▸ **Task brief**: Swap "integer pixel coordinates" for "whole-number pixel coordinates" in every one of the lines below and write the lines out again with nothing else altered.

═════ Supplied records ═════

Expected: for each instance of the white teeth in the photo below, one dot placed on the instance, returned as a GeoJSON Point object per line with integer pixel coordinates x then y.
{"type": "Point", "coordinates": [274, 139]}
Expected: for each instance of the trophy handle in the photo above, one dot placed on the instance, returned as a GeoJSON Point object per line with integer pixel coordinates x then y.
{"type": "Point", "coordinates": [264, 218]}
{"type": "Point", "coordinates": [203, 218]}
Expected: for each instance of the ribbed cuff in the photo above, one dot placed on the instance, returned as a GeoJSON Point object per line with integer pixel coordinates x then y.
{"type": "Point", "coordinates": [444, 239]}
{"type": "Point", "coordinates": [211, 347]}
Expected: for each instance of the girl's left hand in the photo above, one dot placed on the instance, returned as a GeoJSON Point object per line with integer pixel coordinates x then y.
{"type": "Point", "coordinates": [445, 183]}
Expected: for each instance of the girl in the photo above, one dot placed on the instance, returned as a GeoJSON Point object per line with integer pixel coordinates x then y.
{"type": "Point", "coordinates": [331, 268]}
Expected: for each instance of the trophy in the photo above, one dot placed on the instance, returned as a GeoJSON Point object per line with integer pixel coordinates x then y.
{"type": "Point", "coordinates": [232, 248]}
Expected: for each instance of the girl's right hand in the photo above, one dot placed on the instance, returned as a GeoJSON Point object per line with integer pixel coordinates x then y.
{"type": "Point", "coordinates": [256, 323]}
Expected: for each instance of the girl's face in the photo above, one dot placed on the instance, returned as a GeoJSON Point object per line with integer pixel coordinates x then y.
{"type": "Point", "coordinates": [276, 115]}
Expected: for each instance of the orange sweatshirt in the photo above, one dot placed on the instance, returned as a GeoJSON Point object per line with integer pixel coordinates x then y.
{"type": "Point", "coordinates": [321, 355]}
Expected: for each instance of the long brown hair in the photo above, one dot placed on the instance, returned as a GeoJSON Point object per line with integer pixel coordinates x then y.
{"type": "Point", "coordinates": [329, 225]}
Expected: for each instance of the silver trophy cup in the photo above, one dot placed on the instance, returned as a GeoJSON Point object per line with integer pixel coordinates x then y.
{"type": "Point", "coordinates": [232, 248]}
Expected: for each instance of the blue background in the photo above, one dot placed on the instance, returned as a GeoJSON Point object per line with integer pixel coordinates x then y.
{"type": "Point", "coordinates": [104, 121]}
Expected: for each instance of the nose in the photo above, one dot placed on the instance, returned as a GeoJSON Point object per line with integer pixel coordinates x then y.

═════

▸ **Answer to the exercise**:
Expected: for each instance of the white teeth in the photo below, one dot placed on the instance, returned as a GeoJSON Point object per line with whole-number pixel coordinates x then y.
{"type": "Point", "coordinates": [274, 139]}
Expected: for each instance of the trophy handle in the photo above, one dot placed on the instance, returned as a GeoJSON Point object per line with whole-number pixel coordinates x then y.
{"type": "Point", "coordinates": [264, 218]}
{"type": "Point", "coordinates": [203, 218]}
Expected: for each instance of the ribbed cuff in the photo above, one dot placed on the instance, returned as a GeoJSON Point object per line with whole-number pixel coordinates x then y.
{"type": "Point", "coordinates": [444, 239]}
{"type": "Point", "coordinates": [211, 347]}
Expected: for each instance of the girl's left hand in the photo above, one dot placed on the instance, returned as a GeoJSON Point object per line with whole-number pixel coordinates x then y.
{"type": "Point", "coordinates": [445, 183]}
Expected: for each instance of the girl in the photo above, one dot placed on the instance, returned as a GeoJSON Point object per line with whole-number pixel coordinates x then y.
{"type": "Point", "coordinates": [331, 268]}
Expected: for each instance of the trophy in the photo above, one dot placed on the instance, returned as a GeoJSON Point object per line with whole-number pixel coordinates x then y.
{"type": "Point", "coordinates": [232, 248]}
Expected: for each instance of the girl's right hand in the photo above, one dot placed on the instance, returned as a GeoJSON Point object per line with whole-number pixel coordinates x then y.
{"type": "Point", "coordinates": [256, 323]}
Expected: for each instance of the girl's face in the photo above, one dot placed on the instance, returned as a GeoJSON Point object per line with whole-number pixel coordinates x then y.
{"type": "Point", "coordinates": [276, 115]}
Expected: for each instance of the orange sweatshirt in the photo above, one dot placed on the instance, returned as a GeoJSON Point object per line with whole-number pixel coordinates x then y.
{"type": "Point", "coordinates": [321, 355]}
Expected: for each instance of the long brown hair in the photo above, one dot placed on the instance, returned as a GeoJSON Point object per line with whole-number pixel coordinates x then y.
{"type": "Point", "coordinates": [329, 225]}
Expected: for each instance of the silver trophy cup in the photo above, one dot placed on the instance, returned as a GeoJSON Point object per line with whole-number pixel coordinates x then y.
{"type": "Point", "coordinates": [232, 248]}
Expected: for each instance of the blue background in the photo above, one dot placed on the instance, returned as a GeoJSON Point object per line with whole-number pixel coordinates x then y.
{"type": "Point", "coordinates": [104, 121]}
Expected: for each instance of the nose in the photo above, one dot placed on the instance, returned as a GeoJSON Point object per line with whole-number pixel coordinates x then y.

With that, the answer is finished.